Suddenly almost everyone had an opinion on how asset owners and managers should do their job. Long-term investors came under intense pressure, before and during COP26, to accelerate the decarbonisation of their portfolios by divesting from firms involved in the extraction and production of fossil fuels.
Investors themselves hold a spectrum of views on the ‘divestment versus engagement’ debate, although their approaches are increasingly driven by the common objective of limiting real-world carbon emissions, rather than just those present in their portfolios.
Many make the case for extended and deepened engagement with carbon-intensive firms, arguing that the pace of their transition will only slow if influence is ceded to shareholders more focused on short-term profits than sustainability.
Exclusion policies are common, with investors increasingly withdrawing from any new exploration, having previously focused on barring specific activities such as tar sands or Antarctic drilling. But apprehension of the steep road to halving global emissions by 2030 is also forcing asset owners to reconsider the most effective tactics to encourage business model transition in firms once considered portfolio stalwarts.

Dataset entries:

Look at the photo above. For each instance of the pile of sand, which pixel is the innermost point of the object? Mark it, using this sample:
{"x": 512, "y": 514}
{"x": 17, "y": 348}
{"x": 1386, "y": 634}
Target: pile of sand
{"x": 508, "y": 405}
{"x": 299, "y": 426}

Work to complete: Pick up the passage on investors weighing fossil-fuel divestment against engagement and carry it on from its last sentence.

Exercise answer:
As the 2022 AGM season approaches, the debate will continue to heat up.
For Mark Campanale, Founder of UK think tank Carbon Tracker, the only role for engagement “is to put in place ‘wind down’ strategies for the new green economy”.
COP26 may not have put the global economy firmly on the path to limiting climate change to 1.5 degrees Celsius, but it did signal the intent of governments to support the growth of renewable energy and green technologies. Against this backdrop, continuing to invest in coal, oil and gas, suggests Campanale, is bad for business as well as the environment.
Citing the anecdotal example of a large insurance firm which has seen an 80% decline in the value of its investments in coal-fired power over a six-year period of engagement, he says investors should take a different perspective.
“The insurance firm made the mistake of thinking this is about responsible corporate behaviour, when it’s actually about technology shift,” Campanale explains. “It’s a bit like saying to the people running canals that they need more responsible canals to deal with the rise of railways.”
In the run-up to COP26, Carbon Tracker released a report which estimated that more than a fifth of European gas-fired power plants and nearly a third of US units are lossmaking, predicting also that most gas plants currently planned or under construction will never recover their initial investment.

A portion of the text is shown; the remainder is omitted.